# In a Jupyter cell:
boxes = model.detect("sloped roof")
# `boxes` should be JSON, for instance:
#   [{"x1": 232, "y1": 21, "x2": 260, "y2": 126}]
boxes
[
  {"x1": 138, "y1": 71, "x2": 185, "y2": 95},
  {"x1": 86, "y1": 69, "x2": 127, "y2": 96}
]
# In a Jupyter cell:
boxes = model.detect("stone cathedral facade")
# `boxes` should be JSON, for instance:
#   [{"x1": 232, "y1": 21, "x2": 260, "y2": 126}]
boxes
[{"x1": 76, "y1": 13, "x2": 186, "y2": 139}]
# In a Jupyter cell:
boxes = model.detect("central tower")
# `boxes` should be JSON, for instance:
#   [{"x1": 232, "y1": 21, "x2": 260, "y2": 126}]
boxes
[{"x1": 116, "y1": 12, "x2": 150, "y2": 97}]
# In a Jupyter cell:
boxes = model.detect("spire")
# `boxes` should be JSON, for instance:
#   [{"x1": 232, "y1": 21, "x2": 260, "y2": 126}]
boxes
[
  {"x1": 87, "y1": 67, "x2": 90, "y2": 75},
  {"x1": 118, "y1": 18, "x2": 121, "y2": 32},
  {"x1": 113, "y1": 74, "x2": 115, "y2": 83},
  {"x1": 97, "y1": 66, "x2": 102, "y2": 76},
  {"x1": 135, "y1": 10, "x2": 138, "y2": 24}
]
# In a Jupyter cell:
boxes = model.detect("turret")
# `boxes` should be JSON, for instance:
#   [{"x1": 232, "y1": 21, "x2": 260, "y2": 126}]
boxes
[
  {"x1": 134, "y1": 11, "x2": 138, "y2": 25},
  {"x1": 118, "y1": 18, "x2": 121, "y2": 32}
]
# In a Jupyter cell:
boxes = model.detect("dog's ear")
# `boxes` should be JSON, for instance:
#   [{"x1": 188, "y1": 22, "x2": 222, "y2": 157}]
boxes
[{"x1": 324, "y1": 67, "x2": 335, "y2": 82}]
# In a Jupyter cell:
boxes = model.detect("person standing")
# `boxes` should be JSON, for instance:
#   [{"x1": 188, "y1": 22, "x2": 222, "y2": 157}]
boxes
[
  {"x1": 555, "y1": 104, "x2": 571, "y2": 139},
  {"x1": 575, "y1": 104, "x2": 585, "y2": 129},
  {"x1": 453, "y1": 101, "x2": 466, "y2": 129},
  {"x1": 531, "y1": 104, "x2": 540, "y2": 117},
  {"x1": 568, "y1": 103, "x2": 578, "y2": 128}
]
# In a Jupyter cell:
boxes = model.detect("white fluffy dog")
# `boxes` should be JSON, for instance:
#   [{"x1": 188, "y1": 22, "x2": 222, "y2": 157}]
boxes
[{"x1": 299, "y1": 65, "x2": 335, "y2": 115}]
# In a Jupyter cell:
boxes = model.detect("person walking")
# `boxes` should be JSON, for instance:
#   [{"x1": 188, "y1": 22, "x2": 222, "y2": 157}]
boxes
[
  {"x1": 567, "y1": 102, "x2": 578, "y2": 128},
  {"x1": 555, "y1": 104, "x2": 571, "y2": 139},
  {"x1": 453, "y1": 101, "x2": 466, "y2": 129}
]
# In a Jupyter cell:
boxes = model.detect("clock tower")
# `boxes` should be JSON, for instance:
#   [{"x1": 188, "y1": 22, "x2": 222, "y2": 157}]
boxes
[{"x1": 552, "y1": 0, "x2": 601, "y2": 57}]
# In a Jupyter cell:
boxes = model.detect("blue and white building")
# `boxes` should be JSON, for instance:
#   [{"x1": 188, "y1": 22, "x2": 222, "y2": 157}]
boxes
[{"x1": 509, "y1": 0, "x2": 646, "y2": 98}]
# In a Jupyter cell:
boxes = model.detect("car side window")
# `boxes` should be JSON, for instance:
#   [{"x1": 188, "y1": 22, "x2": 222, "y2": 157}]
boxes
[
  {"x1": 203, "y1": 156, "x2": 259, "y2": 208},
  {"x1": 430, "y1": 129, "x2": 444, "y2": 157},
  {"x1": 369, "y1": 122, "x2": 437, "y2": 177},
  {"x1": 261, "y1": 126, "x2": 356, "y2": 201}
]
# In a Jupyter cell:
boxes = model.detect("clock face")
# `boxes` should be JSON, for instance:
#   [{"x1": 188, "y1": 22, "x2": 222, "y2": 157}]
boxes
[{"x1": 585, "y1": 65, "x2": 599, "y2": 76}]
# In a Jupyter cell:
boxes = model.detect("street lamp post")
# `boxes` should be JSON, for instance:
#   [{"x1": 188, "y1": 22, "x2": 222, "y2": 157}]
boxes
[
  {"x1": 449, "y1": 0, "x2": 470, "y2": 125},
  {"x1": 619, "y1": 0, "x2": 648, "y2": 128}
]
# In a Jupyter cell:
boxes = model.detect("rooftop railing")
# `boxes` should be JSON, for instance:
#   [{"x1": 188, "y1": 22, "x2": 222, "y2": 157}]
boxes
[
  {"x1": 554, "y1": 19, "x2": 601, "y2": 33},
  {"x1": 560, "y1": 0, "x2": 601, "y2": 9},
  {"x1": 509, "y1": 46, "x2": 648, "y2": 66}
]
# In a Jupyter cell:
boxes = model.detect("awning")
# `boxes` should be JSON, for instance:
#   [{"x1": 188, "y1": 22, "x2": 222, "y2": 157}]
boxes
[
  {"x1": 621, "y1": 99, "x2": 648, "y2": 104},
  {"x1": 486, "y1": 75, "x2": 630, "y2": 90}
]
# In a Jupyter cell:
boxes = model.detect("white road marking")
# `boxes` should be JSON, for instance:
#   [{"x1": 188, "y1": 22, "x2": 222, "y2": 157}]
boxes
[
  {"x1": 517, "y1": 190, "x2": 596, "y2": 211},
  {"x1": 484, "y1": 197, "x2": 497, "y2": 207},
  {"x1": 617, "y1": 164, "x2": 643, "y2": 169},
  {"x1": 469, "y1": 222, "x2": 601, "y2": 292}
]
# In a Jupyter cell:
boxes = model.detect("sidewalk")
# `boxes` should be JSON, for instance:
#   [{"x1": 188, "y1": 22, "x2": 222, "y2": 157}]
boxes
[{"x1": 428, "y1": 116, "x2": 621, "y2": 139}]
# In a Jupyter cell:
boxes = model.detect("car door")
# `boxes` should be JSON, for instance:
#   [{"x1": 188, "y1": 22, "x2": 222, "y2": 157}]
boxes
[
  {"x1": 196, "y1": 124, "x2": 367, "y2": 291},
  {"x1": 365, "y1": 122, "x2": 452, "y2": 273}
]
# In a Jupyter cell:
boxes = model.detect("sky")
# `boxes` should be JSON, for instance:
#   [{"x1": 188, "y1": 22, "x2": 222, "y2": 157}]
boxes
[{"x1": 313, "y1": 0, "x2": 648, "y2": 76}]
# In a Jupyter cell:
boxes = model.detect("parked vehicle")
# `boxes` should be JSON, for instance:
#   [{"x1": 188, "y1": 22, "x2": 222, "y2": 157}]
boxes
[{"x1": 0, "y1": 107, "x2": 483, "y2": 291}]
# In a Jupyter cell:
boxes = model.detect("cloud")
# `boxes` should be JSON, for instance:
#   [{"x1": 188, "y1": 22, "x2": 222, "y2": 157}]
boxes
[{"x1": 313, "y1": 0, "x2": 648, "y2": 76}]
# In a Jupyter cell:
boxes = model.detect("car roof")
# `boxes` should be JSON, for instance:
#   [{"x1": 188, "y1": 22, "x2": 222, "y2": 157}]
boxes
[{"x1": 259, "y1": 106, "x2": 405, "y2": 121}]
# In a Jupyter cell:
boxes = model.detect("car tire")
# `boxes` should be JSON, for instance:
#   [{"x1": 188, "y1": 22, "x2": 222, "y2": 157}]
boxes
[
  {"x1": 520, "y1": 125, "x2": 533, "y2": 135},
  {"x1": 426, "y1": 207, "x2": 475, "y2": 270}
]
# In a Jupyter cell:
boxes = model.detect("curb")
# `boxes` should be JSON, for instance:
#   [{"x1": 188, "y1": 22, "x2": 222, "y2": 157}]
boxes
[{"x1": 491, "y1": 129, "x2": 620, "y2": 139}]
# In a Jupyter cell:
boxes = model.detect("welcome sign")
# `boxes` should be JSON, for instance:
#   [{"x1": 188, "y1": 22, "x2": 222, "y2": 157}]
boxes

----

• TASK STATEMENT: Pull out every line of the material above that contains the word "clock", and copy each one unchanged.

• EXERCISE RESPONSE:
boxes = model.detect("clock tower")
boxes = model.detect("clock face")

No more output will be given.